SOURCE RECORDS →
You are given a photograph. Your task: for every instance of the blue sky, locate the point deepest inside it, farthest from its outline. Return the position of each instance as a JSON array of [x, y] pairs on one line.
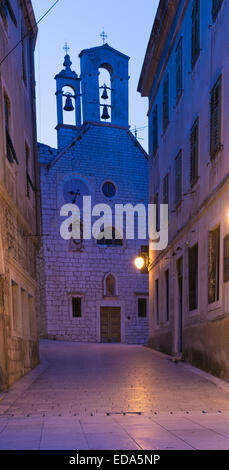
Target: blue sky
[[128, 24]]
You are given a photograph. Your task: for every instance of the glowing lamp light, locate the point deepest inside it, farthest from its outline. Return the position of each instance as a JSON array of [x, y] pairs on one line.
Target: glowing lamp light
[[139, 262]]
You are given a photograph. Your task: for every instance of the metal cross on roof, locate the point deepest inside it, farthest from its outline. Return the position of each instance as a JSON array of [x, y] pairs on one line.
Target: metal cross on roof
[[66, 48], [104, 36]]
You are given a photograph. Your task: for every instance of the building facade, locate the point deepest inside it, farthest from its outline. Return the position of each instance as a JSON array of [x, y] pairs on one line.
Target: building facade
[[91, 290], [19, 214], [186, 77]]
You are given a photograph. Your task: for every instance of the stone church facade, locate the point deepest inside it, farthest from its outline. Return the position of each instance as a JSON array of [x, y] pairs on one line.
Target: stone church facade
[[19, 200], [90, 289]]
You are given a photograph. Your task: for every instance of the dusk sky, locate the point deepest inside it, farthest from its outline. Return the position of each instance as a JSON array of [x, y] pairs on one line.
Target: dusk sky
[[128, 25]]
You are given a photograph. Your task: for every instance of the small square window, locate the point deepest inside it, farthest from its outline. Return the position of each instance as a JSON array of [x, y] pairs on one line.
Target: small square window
[[76, 307], [142, 308]]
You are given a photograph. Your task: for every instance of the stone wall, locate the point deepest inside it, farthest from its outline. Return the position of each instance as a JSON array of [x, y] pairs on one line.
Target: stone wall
[[104, 153]]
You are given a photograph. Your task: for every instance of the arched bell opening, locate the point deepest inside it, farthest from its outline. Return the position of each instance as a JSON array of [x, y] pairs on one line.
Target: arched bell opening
[[69, 105], [105, 93], [110, 285]]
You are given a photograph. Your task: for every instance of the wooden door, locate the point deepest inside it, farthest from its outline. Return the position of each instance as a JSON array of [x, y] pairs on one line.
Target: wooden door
[[110, 318]]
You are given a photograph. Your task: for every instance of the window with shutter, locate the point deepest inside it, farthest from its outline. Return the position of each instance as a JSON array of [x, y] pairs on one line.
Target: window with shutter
[[76, 307], [195, 31], [178, 178], [215, 143], [213, 265], [194, 152], [145, 254], [157, 301], [166, 189], [23, 56], [226, 259], [142, 308], [166, 102], [216, 5], [179, 70], [156, 202], [193, 277], [5, 9], [10, 151], [167, 294], [155, 130]]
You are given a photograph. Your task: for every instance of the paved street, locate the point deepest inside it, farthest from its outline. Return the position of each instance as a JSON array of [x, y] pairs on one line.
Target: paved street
[[101, 396]]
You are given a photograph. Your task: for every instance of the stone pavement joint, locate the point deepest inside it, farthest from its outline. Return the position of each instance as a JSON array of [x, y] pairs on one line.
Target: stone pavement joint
[[118, 397]]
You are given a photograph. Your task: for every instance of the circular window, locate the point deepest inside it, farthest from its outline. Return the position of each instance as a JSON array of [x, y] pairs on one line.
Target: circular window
[[109, 189]]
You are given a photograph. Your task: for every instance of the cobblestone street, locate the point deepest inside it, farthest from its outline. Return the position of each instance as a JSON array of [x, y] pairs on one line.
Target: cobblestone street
[[100, 396]]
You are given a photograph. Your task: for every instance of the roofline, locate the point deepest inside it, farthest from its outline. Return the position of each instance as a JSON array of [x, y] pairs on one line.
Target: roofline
[[30, 17], [104, 46], [165, 15]]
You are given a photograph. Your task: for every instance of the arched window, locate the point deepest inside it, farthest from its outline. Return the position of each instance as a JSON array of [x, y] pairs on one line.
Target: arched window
[[68, 99], [105, 92], [116, 239], [110, 287]]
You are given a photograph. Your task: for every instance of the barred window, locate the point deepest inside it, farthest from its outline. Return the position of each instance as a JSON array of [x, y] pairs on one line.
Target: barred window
[[213, 265], [155, 130], [166, 102], [178, 178], [194, 152], [195, 31], [179, 69], [215, 143], [216, 5], [116, 239]]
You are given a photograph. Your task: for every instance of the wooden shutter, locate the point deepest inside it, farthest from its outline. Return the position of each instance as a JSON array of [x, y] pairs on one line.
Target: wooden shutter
[[195, 31], [155, 130], [157, 301], [167, 294], [178, 178], [215, 119], [226, 259], [179, 71], [166, 189], [194, 152], [216, 5], [193, 277], [166, 102], [213, 265]]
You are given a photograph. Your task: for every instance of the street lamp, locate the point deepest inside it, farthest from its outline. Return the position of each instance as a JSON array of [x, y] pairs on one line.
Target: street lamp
[[139, 262], [142, 261]]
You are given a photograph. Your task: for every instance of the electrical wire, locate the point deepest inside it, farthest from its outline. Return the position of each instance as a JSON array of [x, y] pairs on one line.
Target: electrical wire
[[31, 29]]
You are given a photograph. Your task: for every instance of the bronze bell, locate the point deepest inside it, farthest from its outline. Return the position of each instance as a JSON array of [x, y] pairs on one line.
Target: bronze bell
[[104, 95], [68, 105], [105, 114]]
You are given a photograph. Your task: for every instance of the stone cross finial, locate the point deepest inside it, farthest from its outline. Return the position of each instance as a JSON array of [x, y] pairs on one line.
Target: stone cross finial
[[104, 36], [66, 48]]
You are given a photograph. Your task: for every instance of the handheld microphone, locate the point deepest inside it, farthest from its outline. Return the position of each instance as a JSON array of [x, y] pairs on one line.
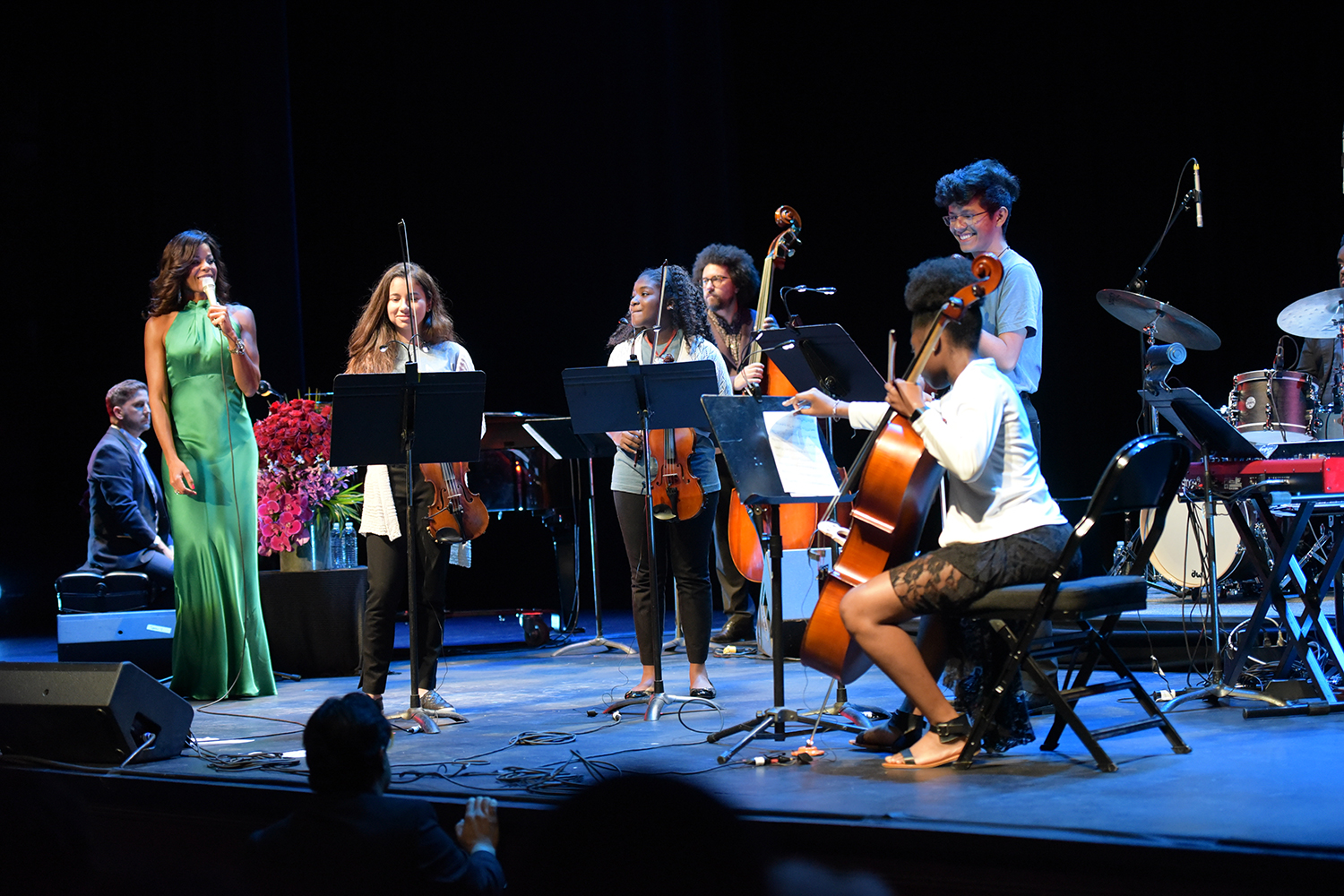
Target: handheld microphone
[[1199, 201]]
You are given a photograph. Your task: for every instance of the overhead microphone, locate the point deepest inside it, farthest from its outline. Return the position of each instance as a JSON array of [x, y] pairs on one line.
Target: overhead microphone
[[1199, 201]]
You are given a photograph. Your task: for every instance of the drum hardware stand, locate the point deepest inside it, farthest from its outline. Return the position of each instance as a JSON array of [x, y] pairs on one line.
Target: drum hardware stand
[[1202, 425]]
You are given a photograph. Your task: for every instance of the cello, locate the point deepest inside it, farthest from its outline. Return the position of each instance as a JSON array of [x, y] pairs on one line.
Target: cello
[[797, 521], [676, 495], [897, 481]]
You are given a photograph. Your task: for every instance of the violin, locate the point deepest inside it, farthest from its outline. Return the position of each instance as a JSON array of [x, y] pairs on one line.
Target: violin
[[797, 521], [457, 513], [676, 495], [898, 479]]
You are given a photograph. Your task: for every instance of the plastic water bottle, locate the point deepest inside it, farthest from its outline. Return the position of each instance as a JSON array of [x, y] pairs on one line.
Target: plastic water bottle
[[351, 544], [333, 547]]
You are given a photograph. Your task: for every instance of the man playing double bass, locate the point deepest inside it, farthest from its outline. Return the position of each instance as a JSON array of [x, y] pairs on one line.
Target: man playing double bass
[[726, 274], [1002, 528]]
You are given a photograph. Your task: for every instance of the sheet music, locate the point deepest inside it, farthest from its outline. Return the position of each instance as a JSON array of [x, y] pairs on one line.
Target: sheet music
[[796, 445]]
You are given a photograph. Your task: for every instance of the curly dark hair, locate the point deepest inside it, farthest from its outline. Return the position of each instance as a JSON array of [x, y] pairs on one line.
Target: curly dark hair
[[736, 261], [177, 263], [374, 328], [930, 285], [344, 739], [986, 180], [690, 314]]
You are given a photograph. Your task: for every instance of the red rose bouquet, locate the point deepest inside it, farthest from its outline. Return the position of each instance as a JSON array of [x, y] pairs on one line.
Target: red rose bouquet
[[293, 478]]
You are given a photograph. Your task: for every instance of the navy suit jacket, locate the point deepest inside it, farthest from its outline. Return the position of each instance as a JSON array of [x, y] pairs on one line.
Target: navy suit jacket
[[125, 512], [363, 842]]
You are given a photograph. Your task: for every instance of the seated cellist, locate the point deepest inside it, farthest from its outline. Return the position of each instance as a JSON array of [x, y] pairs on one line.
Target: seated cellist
[[1002, 528]]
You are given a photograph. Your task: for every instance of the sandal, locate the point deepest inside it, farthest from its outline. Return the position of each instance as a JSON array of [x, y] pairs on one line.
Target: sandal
[[948, 732], [906, 726]]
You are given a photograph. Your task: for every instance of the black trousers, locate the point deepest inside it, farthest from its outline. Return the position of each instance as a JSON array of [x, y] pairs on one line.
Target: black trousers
[[387, 591], [685, 555]]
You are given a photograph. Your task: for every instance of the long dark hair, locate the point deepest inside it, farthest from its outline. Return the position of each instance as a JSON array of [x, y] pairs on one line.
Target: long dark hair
[[690, 314], [374, 328], [179, 257]]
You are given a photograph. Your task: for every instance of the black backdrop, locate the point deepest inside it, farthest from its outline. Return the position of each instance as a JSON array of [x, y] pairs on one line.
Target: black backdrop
[[543, 158]]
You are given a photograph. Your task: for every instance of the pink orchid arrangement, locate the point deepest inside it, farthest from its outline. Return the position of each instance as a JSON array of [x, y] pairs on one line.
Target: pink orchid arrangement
[[293, 478]]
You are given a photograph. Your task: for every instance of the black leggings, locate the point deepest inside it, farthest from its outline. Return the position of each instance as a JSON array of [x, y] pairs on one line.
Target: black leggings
[[685, 552], [387, 591]]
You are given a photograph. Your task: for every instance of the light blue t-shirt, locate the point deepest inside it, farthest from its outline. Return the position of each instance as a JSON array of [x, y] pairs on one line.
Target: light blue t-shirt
[[1016, 306]]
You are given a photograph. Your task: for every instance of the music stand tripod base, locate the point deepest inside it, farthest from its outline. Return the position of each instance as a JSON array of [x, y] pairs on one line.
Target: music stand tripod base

WORK INSTRUCTIONS → For the entries above, please state how many lines contain the string "base"; give the number and nothing else.

SOLUTION → 2